TASK DIRECTIONS
Give back the full data, retyped precisely.

....

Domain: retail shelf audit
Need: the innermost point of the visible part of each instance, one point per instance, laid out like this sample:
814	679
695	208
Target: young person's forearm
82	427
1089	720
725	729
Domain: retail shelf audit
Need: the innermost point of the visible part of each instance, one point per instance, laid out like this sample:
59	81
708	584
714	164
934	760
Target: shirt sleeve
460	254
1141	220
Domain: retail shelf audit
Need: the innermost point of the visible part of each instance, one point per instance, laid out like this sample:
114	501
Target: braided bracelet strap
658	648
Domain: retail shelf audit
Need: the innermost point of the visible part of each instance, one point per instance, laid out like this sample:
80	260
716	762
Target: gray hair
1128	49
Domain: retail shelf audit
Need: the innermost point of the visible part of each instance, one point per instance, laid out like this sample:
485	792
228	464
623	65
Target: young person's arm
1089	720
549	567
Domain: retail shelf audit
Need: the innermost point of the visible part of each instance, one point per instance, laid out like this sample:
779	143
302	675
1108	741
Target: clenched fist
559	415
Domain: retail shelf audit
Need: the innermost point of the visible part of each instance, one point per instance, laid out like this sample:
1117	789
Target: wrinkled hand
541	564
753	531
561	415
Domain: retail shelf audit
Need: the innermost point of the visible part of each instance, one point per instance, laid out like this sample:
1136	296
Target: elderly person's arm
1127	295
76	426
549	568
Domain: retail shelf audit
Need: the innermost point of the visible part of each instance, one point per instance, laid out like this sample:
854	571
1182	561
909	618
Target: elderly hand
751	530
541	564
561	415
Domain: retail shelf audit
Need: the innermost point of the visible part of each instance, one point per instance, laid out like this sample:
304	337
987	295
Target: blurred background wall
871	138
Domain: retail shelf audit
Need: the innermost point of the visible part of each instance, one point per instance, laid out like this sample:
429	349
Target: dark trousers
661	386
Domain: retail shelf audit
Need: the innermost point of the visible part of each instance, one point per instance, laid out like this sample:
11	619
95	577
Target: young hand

....

TASK ANSWER
Domain: retail shelf audit
Need: the innermost point of the visible part of each instance, one point per instance, laid out like this sample:
814	679
695	208
Target: young person's forearm
82	427
1089	720
725	729
Domain: retail shelf audit
Need: the innermost point of the visible part of each instance, one point per instance, laid out like this sample:
59	81
708	584
714	164
934	760
Target: shirt sleeve
460	254
1141	220
Domain: retail shelf audit
Need: the innermost point of the visible part of each instance, one point per instance, laid out like this sample:
114	501
Target: braided bracelet strap
658	648
Domain: retail shelf audit
Need: the innermost point of the visible part of each instance, one point per instance, laid out like this sample:
80	260
716	762
Target: gray hair
1128	49
Domain: retail shelf audit
Need: the innermost point of the visible part of each instance, one point per instance, laid out like this sample:
485	792
228	464
623	65
Target: young person's arm
1089	720
549	567
Domain: retail shelf audit
Need: the innermost point of the visible part of each instance, one point per instance, laid out like this sample:
779	143
302	675
1108	741
Target: clenched fist
559	415
Domain: retail shelf audit
Need: the innermost point of the visible part of each instance, one point per instance, laid out like this sample:
1117	789
Target: wrinkled hand
541	564
753	531
561	415
Domain: retail shelf audit
Need: the innermost point of the visible part of each instance, one point per instance, laid out like this sample:
1136	296
Target: elderly person's arm
1127	295
76	426
549	568
Domain: retail shelf audit
Need: the innermost point of the visible part of each instance, one point per instance, laid out like this sample:
854	571
1182	561
909	618
Target: elderly hand
751	530
541	564
561	415
Domain: retail shelf audit
Need: the innermost point of the visible part of each instance, one point per instance, laid out like this sample:
304	337
987	295
Target: blurred background wall
871	138
Domain: retail shelf audit
Need: the innermost point of the visible part of each instance, one point per instance, laid out like this sample:
429	349
Target: dark trousers
661	386
Domain: retail shelf audit
Need: the innermost point of the visible part of each instance, one point per instance, laid out like this sample:
11	619
95	577
Target: young hand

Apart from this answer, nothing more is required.